▶ [WORK REQUIRED]:
When you find the line with "Each instance of the man in" among the records below, reproduce it and each line after it exactly, ending with the line with "Each instance of the man's hand".
EXERCISE DATA section start
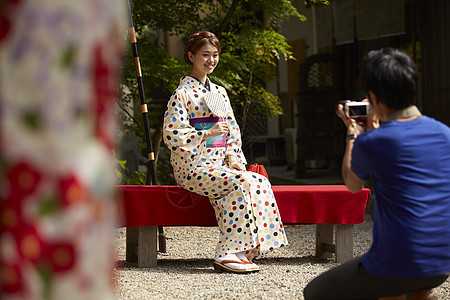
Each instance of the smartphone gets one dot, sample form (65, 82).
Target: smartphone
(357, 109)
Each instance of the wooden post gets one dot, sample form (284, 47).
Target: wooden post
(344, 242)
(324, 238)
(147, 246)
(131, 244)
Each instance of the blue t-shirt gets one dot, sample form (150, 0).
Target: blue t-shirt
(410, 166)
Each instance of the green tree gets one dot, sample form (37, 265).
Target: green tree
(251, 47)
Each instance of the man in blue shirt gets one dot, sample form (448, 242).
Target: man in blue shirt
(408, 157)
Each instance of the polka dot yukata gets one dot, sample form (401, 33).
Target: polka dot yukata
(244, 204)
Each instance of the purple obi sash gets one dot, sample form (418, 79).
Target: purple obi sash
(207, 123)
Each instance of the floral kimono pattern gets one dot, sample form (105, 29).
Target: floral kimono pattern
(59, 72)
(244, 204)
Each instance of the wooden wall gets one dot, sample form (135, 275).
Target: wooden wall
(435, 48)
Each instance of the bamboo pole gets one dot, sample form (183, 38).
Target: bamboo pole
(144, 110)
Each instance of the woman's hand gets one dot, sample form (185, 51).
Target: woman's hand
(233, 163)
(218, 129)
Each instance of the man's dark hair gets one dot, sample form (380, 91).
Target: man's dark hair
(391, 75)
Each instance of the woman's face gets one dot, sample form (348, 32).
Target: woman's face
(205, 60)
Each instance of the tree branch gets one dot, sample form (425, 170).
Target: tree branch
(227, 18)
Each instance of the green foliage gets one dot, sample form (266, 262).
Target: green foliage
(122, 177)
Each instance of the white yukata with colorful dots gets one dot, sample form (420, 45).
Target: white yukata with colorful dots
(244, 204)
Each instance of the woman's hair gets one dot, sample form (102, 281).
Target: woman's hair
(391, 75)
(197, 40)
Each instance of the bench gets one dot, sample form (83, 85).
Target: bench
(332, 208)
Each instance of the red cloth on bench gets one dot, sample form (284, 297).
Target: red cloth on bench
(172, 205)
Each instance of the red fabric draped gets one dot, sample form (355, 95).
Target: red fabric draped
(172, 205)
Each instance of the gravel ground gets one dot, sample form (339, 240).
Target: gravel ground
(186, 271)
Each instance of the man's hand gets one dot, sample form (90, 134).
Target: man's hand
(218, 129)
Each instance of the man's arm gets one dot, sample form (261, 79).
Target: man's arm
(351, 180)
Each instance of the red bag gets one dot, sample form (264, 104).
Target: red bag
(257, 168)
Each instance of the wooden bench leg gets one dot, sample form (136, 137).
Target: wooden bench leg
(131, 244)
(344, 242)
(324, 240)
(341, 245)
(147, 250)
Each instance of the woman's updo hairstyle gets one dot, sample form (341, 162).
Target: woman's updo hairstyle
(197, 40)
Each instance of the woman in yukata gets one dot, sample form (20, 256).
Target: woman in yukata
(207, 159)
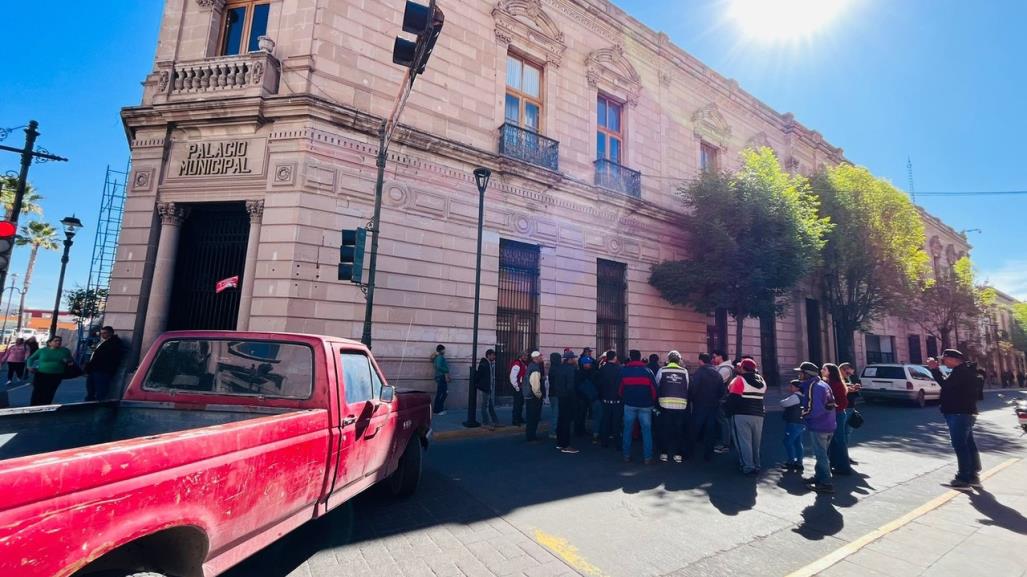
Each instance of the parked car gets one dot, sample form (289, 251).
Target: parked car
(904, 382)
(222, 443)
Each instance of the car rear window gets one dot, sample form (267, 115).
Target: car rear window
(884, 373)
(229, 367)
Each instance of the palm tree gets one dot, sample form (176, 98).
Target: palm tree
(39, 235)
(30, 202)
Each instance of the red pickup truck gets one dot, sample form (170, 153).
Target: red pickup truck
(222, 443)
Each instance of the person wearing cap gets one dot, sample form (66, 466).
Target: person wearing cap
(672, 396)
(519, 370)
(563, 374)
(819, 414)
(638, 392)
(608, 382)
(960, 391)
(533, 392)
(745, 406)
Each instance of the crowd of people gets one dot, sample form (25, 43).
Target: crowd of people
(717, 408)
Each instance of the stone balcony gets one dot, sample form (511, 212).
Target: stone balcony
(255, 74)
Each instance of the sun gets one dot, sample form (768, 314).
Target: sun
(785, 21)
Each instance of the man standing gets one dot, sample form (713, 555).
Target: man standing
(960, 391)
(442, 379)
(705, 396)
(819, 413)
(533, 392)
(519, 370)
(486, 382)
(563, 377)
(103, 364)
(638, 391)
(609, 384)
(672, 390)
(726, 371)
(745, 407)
EXERCISE DATA section end
▶ [WRITTEN ANSWER]:
Each instance of the man in blue shirt gets one dot, sample form (448, 242).
Target: man in blue shirt
(408, 157)
Each instance of the polka dot yukata gets one dot, sample form (401, 33).
Target: polka dot yukata
(244, 204)
Each instance of the purple obi sash gets one dot, sample form (418, 79).
Target: purple obi sash
(207, 123)
Each instance of the floral kimono pattern gets one dot, sample form (105, 29).
Target: floral kimono pattern
(59, 72)
(244, 204)
Each instance of the wooden wall gets one dot, sample form (135, 275).
Target: wooden wall
(435, 48)
Each instance of the bamboo pole gets one dot, sample form (183, 38).
Target: bamboo pole
(144, 110)
Each instance of the woman's hand gets one dot, sample form (185, 51).
Target: woman's hand
(233, 163)
(218, 129)
Each instance of the man's dark hair gets one dot, sample form (380, 91).
Target: man's dark hair
(391, 75)
Each instance of the woman's face gets one dot, sample form (348, 32).
Target: woman's face
(205, 60)
Each instance of the tree branch gets one dot, sample form (425, 170).
Target: tree branch
(227, 18)
Each instance of the green foliage gets one dot, sample form (266, 262).
Target: green foliage
(122, 177)
Each instance of the white yukata with colorful dots gets one dot, sample form (420, 45).
Target: white yukata with colorful dots
(244, 204)
Each instance of the woman's hair gets one dot, sample form (102, 281).
Target: woman's hair
(391, 75)
(197, 40)
Each instance of the bench gets one dot, sample form (83, 85).
Target: bench
(332, 208)
Each instance of the red cloth on bench gets one dot, sample form (284, 297).
Target: red cloth on bench
(172, 205)
Each instance of the red fabric draped gets one dot, sample form (355, 95).
Target: red fabric draped
(172, 205)
Each instance of the gravel ground gets one dot, sample form (339, 240).
Target: gravel ground
(186, 271)
Each instance of the man's hand gets one dot, sample form (90, 134).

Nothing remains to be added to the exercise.